Repeat each line word for word.

>> START

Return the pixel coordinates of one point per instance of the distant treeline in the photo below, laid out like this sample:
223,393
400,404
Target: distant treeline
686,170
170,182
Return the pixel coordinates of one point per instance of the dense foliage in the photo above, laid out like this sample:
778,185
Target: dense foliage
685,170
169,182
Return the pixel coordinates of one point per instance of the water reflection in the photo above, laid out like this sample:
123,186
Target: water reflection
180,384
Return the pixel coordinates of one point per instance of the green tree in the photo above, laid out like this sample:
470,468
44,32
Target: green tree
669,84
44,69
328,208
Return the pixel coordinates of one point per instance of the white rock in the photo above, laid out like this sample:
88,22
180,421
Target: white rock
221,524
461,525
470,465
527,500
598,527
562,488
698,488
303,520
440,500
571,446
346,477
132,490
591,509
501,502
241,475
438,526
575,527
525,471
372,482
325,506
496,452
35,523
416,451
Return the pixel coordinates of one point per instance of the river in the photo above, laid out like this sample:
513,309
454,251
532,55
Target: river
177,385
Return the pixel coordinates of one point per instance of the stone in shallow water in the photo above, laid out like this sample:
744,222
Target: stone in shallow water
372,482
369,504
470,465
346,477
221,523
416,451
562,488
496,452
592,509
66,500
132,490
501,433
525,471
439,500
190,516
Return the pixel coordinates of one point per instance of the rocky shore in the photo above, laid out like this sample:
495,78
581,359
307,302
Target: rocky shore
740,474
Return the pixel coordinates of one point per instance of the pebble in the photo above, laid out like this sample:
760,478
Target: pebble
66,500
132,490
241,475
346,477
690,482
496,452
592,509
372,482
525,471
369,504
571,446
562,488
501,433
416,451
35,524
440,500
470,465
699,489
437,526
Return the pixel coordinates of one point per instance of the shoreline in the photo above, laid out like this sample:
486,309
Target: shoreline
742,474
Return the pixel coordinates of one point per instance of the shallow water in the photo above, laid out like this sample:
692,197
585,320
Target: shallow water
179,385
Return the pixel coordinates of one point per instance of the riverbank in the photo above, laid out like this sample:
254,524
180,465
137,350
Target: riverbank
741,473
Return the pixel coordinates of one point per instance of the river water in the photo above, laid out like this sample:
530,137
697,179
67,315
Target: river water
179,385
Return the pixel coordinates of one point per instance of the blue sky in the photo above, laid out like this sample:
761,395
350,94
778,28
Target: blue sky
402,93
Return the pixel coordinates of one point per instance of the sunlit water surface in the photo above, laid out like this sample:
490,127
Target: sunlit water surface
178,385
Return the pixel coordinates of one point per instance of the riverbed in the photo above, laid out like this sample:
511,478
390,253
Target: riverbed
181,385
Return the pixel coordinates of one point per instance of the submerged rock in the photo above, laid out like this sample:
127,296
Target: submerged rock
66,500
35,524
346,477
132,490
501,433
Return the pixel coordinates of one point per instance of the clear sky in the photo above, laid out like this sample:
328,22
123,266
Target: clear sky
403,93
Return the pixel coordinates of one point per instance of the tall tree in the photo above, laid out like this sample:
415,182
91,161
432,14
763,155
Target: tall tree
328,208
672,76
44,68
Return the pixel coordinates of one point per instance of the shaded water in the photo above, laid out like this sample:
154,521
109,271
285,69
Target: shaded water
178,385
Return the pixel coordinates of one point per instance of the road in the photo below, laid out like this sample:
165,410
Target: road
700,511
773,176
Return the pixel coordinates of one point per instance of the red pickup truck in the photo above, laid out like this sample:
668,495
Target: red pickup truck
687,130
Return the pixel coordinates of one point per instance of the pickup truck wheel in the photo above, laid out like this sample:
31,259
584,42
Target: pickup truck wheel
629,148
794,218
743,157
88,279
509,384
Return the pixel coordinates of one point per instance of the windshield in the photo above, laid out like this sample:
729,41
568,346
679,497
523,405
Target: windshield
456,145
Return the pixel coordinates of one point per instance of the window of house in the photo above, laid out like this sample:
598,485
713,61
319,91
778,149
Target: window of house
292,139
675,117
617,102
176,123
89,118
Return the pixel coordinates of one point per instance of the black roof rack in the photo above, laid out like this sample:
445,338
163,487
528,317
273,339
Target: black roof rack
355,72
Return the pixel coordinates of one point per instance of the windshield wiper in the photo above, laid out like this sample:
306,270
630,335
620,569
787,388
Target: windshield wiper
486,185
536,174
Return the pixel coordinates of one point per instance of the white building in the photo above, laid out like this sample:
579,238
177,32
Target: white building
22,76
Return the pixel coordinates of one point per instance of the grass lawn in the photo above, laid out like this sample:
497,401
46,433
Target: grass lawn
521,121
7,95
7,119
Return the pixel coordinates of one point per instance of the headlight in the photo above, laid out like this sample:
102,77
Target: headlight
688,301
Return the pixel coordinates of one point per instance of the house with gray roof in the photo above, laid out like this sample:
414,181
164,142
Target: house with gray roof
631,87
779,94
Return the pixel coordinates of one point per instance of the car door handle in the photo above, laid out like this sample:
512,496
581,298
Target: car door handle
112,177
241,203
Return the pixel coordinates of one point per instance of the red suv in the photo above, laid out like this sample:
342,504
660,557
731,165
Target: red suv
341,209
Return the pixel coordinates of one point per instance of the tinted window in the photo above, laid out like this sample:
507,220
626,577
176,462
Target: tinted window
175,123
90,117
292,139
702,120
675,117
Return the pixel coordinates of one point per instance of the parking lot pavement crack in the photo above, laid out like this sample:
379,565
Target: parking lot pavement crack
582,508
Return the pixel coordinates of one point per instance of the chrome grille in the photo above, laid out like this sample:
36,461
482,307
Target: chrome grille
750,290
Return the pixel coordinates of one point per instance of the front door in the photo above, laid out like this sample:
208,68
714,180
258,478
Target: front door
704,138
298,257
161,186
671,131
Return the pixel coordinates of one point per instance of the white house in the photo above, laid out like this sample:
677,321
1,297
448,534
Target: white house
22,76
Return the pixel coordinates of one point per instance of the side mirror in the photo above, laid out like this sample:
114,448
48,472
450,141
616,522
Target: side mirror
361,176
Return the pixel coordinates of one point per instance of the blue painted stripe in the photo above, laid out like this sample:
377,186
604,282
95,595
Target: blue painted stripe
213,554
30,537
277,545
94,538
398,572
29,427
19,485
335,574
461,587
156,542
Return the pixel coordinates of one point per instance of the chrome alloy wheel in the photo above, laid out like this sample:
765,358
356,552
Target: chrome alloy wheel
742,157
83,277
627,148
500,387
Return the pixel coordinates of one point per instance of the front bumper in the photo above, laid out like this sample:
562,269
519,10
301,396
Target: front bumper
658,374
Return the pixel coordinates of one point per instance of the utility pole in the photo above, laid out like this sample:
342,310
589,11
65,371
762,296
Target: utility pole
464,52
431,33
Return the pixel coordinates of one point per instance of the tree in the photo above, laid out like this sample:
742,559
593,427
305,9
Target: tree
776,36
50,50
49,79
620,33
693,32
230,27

>> END

#### [RESPONSE TO THE EXERCISE]
Return the pixel coordinates of one point per instance of the distant treeline in the photo below, laid out like this sample:
223,393
400,404
Target: distant treeline
686,170
170,182
Return the pixel coordinates of one point per instance of the dense foliage in the photo above, laid out like this sample:
778,185
Target: dense foliage
685,170
169,182
Return the pixel coordinates of one point per instance of the water reflection in the photo above, laid out like this sample:
123,186
Target: water reflection
180,384
Return the pixel coordinates of one point per instance of the green tree in the photo above, laid out like this sample:
470,468
44,32
Target: green tree
669,84
44,69
328,208
Return the pixel coordinates of one point per instance of the white rock in the photo above, laid out like this sample:
88,22
180,421
Target: white rock
221,524
461,525
470,465
527,500
598,527
562,488
698,488
303,520
440,500
571,446
346,477
132,490
591,509
501,502
241,475
438,526
575,527
525,471
372,482
325,506
496,452
35,523
416,451
Return the pixel coordinates of one point per instance of the river in the photo above, laid out like this sample:
513,309
454,251
532,55
Target: river
177,385
Return the pixel coordinates of one point per instance of the stone in shallow water in the photo above, laid out like this sample:
744,222
Target: stone in shallow water
372,482
369,504
470,465
346,477
221,523
416,451
562,488
496,452
592,509
66,500
132,490
501,433
525,471
439,500
190,516
Return the pixel coordinates of one point per instance of the rocky shore in the photo above, laid out like this sample:
495,78
581,359
307,302
Target: rocky shore
740,474
Return the pixel coordinates of one point per instance of the pebble in the photo above, laid out like this sample:
760,478
Target: pebble
66,500
132,490
241,475
346,477
690,482
496,452
592,509
372,482
525,471
369,504
571,446
562,488
501,433
416,451
35,524
440,500
470,465
699,489
437,526
Return the pixel coordinates of one point per instance of the shoreline in the photo above, laid out like this sample:
486,309
Target: shoreline
742,474
Return the pixel coordinates of one point per instance of the shallow water in the photo above, laid out like this sample:
692,197
585,320
Target: shallow water
179,385
Return the pixel coordinates of one point per instance of the riverbank in the photo above, laid out like this sample:
254,524
180,465
137,350
Target: riverbank
741,473
Return the pixel coordinates of one point per instance of the river water in the photo above, laid out like this sample:
530,137
697,179
67,315
Target: river water
179,385
Return the pixel coordinates of one point per instance of the blue sky in the photo above, laid out like this sample:
761,395
350,94
778,28
Target: blue sky
402,93
Return the pixel coordinates of one point per instance of the sunlit water surface in the photo above, laid out like this sample:
490,127
Target: sunlit water surface
178,385
Return the pixel coordinates of one point per instance of the riverbed in the photo above, laid out like this sample:
511,478
390,253
Target: riverbed
181,385
Return the pixel coordinates of one point per instance of the submerged rock in the photo above, laid out like this sample:
127,296
Target: submerged rock
66,500
35,524
346,477
132,490
501,433
Return the pixel coordinates of one point per instance of the clear sky in the photo above, laid out like this sample:
328,22
123,266
Target: clear sky
403,93
Return the pixel coordinates of one point per instance of the tall tree in the photo above, laid out like this sample:
415,182
91,161
432,14
763,155
Target: tall tree
328,208
672,76
44,68
Return the pixel coordinates of one point per instance of the shaded water in the photo above, laid out like this sample:
154,521
109,271
285,69
Target: shaded water
178,385
Return the pixel coordinates of one point per instance of the road in the photo below, laid out like this sample:
165,410
Target: road
700,511
773,176
Return the pixel coordinates of one point per instance of the red pickup truck in the photo above, laid out like this sample:
668,495
Target: red pickup truck
687,130
Return the pixel coordinates of one point per instance of the pickup truck wheel in the photo above, laid out like this sample:
31,259
584,42
Target: pickup truck wheel
629,148
794,218
743,157
88,279
509,384
Return the pixel coordinates of one point per instance of the windshield in the photo above, laid out like this sample:
729,41
568,346
679,497
523,405
Target: windshield
456,145
Return the pixel coordinates of one point per instance of the window of house in the photo above, laid out like this sample:
598,485
713,61
319,91
778,149
Target: window of house
292,139
675,117
617,102
176,123
89,118
Return the pixel coordinates of one point per instance of the black roof rack in the photo above, laid out like this sample:
445,338
163,487
528,317
273,339
Target: black roof rack
355,72
Return the pixel coordinates of one point per instance of the windshield wiper in the photo above, laid out like this sample:
306,270
630,335
620,569
787,388
Target: windshield wiper
486,185
536,174
Return the pixel coordinates of one point per instance of the white building in the photo above, laid out like this sample:
579,238
177,32
Target: white building
22,76
Return the pixel coordinates of one point per instance of the grass lawn in the photo above, laid out like this sample:
497,401
46,433
Target: grass lawn
521,121
7,95
7,119
Return the pixel coordinates of one point per instance of the headlight in the photo above, laid out like this sample:
102,77
Target: headlight
688,301
Return the pixel coordinates of one point per instance of the house with gray roof in the photo above, laid out like this sample:
414,181
164,142
Target: house with gray roof
631,87
779,94
Return the pixel coordinates of one point per instance of the car door handle in the photo above, laid out like this sample:
512,496
581,298
Target: car door handle
112,177
241,203
Return the pixel coordinates of one point per instance of the red suv in the photo above, laid out like this sample:
342,504
660,557
731,165
Target: red suv
341,209
Return the pixel coordinates of one point per instance of the tinted window in the photo above, laid out like this sample:
507,220
626,577
176,462
Target: tinted window
175,123
90,117
292,139
702,120
675,117
Return the pixel coordinates of one point per instance of the parking lot pavement crack in the photo above, laid out like this sample:
379,565
Target: parking lot pavement crack
582,508
Return the pixel coordinates of one point per instance of the chrome grille in the photo above, laid out like this sample:
36,461
482,307
Target: chrome grille
750,290
Return the pixel coordinates of one point per instance of the front door in the photo above, laid out like this sample:
208,68
714,180
258,478
Target: front door
704,138
298,257
161,186
671,131
Return the pixel coordinates of one point per instance of the white house in the photo above, laid out like this sample:
677,321
1,297
448,534
Target: white house
22,76
Return the pixel coordinates of one point per instance of the side mirror in the photo above, laid out like this sample:
114,448
48,472
450,141
616,522
Target: side mirror
361,176
Return the pixel coordinates of one point per instance of the blue painted stripe in the photo above, laid out like this sample:
377,186
604,282
95,595
Target: blue painted stripe
213,554
30,537
277,545
94,538
398,572
29,427
19,485
335,574
461,587
156,542
Return the pixel coordinates of one point per instance of the chrome alloy wheel in the photo above, laid out like this sample:
765,358
356,552
Target: chrome alloy wheel
742,157
83,277
627,148
500,387
Return the pixel coordinates of one point per instance of the front bumper in the photo above, laid out like this sample:
562,269
519,10
301,396
Target: front bumper
658,374
Return the pixel coordinates of one point per instance of the utility pole in the photo above, laid out like this sample:
342,310
589,11
65,371
762,296
Target: utility pole
464,52
431,33
Return the pixel coordinates of one point per instance of the tree in the photo above, laid out like this sample:
742,559
593,427
305,9
Target: tree
776,36
50,50
49,79
620,33
693,32
230,27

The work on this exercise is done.